> _提供文_
# # # #

さらに今は、こういったものを安価に提供できるようなプラットフォームが整備されています。そこでこのたび、弊社もクラウド型として「とりつぎ君」をリニューアルして再度販売を開始したというのが今回のリリースの背景です。電話の取り次ぎ業務でよくある、営業電話のお断り、担当者の携帯やダイヤルイン番号に直接電話してほしい内容を一次対応する…といった無駄なやりとりがなくなると思います。
そうですよね。今の若い世代の方って電話にどうでたらいいのか分からないらしいですよ。昭和世代の方は、家庭で普通に父親宛ての電話を取り次いだりしていました。ただ今の若い世代の子は考えられないと思います。それで社会に出て、いきなり「電話の取り次ぎをしろ」って言われても厳しいですよね。

# # # #

> _抜粋データ_
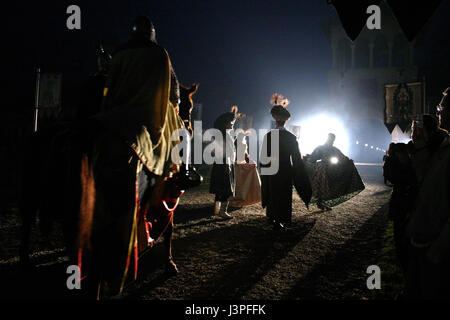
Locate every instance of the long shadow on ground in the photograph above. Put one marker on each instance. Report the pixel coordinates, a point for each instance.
(222, 263)
(343, 275)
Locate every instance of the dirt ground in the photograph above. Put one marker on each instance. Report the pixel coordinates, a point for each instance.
(322, 255)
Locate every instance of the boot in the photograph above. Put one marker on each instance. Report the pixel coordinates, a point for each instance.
(216, 208)
(223, 210)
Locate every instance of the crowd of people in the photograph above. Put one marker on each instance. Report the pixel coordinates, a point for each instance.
(419, 172)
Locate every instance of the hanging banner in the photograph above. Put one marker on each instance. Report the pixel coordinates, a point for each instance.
(403, 103)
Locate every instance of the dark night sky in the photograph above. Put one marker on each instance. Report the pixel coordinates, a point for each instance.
(239, 51)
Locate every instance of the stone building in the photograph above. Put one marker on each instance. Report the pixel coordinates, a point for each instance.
(360, 69)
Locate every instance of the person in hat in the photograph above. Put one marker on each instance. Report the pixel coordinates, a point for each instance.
(276, 189)
(222, 183)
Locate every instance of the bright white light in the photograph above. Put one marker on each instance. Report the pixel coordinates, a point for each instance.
(314, 132)
(334, 160)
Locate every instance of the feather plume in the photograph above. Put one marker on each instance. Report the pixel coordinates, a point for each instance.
(284, 102)
(276, 98)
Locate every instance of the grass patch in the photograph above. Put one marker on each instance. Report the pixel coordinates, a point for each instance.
(392, 282)
(205, 171)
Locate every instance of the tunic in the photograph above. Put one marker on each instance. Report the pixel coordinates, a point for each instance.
(137, 107)
(276, 190)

# # # #

> _やること_
a - 提供文で、弊社は「とりつぎ君」をどのような型としてリニューアルし、販売を再開したか。
b - 提供文によると、若い世代が社会に出て電話の取り次ぎを求められると厳しいのはなぜか。1〜3文で説明すること。
c - 電話の取り次ぎと「とりつぎ君」をめぐる提供文を、最後の文の後から書き継ぐこと。

> _タスク別の結果_
a - クラウド型としてリニューアルし、販売を再開した。

b - 昭和世代は家庭で父親宛ての電話を取り次ぐのが普通だったが、今の若い世代にはそうした経験がなく、電話にどう出たらいいのか分からないらしい。そのため、社会に出ていきなり取り次ぎをしろと言われても厳しい。

c -
発話に対応している点が大きな特長です。たとえば、自動音声応答システムが「経理部にかけたい場合は3を押してください」といったように、プッシュ操作し、用件を振り分ける機能は昔からありました。しかし「田中さん」など名指しで話して、田中さんのデスクの電話(携帯電話)を鳴らすことができるIVRはありません。あったとしても結構高価になってしまうのですね。それを弊社では、月額5万円で提供しているっていうのが強みになると思います。
そのほかにもお客さんが話した言葉や入力した数値によって、最適な取り次ぎ先に転送させることもできます。そのため発話とプッシュの両操作に対応しているというのが、特長として大きいですね。
▼とりつぎ君を使った取り次ぎイメージ
実はいうと、発話に対応するって結構難しくて。たとえば同じ名字の方が社内に2名いらっしゃる場合「営業部の田中さんですか?総務部の田中さんですか?」といった分岐も設定できます。
あと、どうしてもほかの言葉に聞き取られやすい名前の方が社内にいらっしゃる場合も「チューニング」ができるようになっています。わかりやすく言うと、三田(ミタ)っていう名字ですけど仮に「サンダ」って呼んだ方がいたとき、それを登録することもできて。「サンダ」と呼ばれても「ミタ」さんに着信するように設定することができます。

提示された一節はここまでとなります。